* PROBLEM TO SOLVE *
Write each entry out again exactly, with nothing omitted.

Collection entries
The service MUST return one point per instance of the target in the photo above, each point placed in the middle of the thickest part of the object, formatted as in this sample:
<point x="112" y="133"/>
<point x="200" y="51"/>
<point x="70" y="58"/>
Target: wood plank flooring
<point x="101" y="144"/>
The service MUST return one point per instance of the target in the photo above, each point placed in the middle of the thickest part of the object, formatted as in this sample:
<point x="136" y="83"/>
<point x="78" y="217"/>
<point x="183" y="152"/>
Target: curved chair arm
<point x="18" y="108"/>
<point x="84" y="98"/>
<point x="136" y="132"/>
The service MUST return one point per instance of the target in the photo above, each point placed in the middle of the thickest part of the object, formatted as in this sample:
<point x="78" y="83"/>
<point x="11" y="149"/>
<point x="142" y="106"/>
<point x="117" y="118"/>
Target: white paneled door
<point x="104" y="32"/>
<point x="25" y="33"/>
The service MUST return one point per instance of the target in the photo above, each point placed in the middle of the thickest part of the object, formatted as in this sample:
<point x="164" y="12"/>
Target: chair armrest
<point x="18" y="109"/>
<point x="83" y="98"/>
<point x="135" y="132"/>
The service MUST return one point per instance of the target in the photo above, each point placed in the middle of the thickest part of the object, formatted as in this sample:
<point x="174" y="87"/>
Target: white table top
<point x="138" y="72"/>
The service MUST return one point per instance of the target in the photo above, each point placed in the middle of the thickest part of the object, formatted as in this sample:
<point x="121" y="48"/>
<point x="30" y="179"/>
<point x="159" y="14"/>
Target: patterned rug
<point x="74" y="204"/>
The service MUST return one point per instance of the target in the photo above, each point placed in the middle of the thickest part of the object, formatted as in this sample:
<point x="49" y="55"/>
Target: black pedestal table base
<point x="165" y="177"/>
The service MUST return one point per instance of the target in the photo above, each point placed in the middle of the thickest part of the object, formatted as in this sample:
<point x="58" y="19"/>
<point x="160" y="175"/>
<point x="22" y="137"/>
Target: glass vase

* RESULT OF THIS TASK *
The service MUST return one point per instance of the target in the photo above, each point placed in the middle of the thickest part of the object, formatted as in this sample:
<point x="112" y="133"/>
<point x="200" y="51"/>
<point x="70" y="58"/>
Target: wood plank flooring
<point x="101" y="144"/>
The service MUST return one point per instance of the target in the photo above, each point placed in the middle of the thickest part of the object, formatted as in this sample:
<point x="136" y="83"/>
<point x="78" y="217"/>
<point x="183" y="152"/>
Target: curved chair arm
<point x="18" y="108"/>
<point x="84" y="98"/>
<point x="136" y="132"/>
The service MUST return one point per instance of the target in the photo above, each point placed in the middle of the thickest part of the object, formatted as in this sample:
<point x="78" y="83"/>
<point x="11" y="149"/>
<point x="142" y="106"/>
<point x="117" y="118"/>
Target: white paneled door
<point x="104" y="32"/>
<point x="25" y="33"/>
The service MUST return one point per instance of the target in the photo above, each point placed in the middle of the thickest part of the object, formatted as in this sample:
<point x="164" y="12"/>
Target: chair armrest
<point x="18" y="109"/>
<point x="83" y="98"/>
<point x="135" y="132"/>
The service MUST return one point per instance of the target in the photo above, each point placed in the middle of the thickest part of the object, formatted as in this sample:
<point x="174" y="87"/>
Target: white table top
<point x="138" y="72"/>
The service MUST return one point per instance of the target in the photo above, each point placed in the middle of the thickest part of the object, formatted as in this sample:
<point x="121" y="48"/>
<point x="30" y="179"/>
<point x="159" y="14"/>
Target: patterned rug
<point x="74" y="204"/>
The service MUST return one point per instance of the target in the photo above, each point placed in the middle of the thickest part of the object, formatted as in this sample:
<point x="49" y="55"/>
Target: black pedestal table base
<point x="165" y="177"/>
The service MUST return one point per instance of the target in the photo above, each point placed in the middle of the thickest part of the object, formatted as in this sample:
<point x="58" y="19"/>
<point x="160" y="175"/>
<point x="22" y="137"/>
Target: glass vase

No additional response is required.